→ **TASK**:
Beginning with the line that contains "column 97, row 311", return every line down to the last one in the material below, exactly and with no others.

RECORDED DATA Block Start

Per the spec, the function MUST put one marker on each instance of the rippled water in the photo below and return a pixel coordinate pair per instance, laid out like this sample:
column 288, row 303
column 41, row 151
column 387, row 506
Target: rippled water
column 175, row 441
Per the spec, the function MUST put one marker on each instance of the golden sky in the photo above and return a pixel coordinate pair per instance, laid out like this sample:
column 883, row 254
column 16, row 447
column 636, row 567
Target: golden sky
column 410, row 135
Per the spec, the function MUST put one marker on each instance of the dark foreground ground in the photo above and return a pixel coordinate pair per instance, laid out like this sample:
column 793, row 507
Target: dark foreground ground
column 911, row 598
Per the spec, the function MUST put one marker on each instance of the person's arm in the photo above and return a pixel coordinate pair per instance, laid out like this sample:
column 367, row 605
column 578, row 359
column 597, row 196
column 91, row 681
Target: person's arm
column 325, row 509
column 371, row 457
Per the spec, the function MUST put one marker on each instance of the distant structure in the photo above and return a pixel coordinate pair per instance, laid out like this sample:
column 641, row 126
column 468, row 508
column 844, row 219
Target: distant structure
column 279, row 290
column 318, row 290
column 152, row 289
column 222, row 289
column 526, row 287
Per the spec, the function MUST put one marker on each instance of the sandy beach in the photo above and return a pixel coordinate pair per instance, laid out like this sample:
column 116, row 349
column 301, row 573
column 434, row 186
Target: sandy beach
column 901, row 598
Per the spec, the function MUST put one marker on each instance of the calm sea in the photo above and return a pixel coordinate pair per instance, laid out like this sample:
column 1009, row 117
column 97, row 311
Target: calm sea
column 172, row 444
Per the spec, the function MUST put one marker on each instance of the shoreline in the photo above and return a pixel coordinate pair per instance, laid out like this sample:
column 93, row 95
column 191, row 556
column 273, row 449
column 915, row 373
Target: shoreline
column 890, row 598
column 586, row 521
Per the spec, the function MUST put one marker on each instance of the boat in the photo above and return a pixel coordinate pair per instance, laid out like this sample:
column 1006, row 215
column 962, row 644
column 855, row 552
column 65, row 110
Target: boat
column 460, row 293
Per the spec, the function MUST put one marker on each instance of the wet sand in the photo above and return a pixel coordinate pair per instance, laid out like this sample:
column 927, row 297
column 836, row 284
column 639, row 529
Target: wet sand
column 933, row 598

RECORDED DATA Block End

→ **SOLUTION TO THIS TASK**:
column 97, row 311
Target: calm sea
column 172, row 444
Per the spec, the function MUST put one marker on each instance of the shoreline in the photo above and return a pixel coordinate pair per instance, laid out like this sample:
column 93, row 95
column 191, row 556
column 273, row 449
column 915, row 373
Target: shoreline
column 890, row 598
column 586, row 521
Per the spec, the function MUST put one marker on each instance of the boat in the photo above and return a pixel coordinate pair per instance, laid out like this sample:
column 1006, row 215
column 962, row 644
column 855, row 552
column 65, row 110
Target: boat
column 460, row 293
Per the spec, the function MUST put one marker on each instance of the wet sand in the photo above and return a pixel coordinate pair per instance, laid out like this sample:
column 927, row 297
column 836, row 284
column 639, row 529
Target: wet sand
column 933, row 598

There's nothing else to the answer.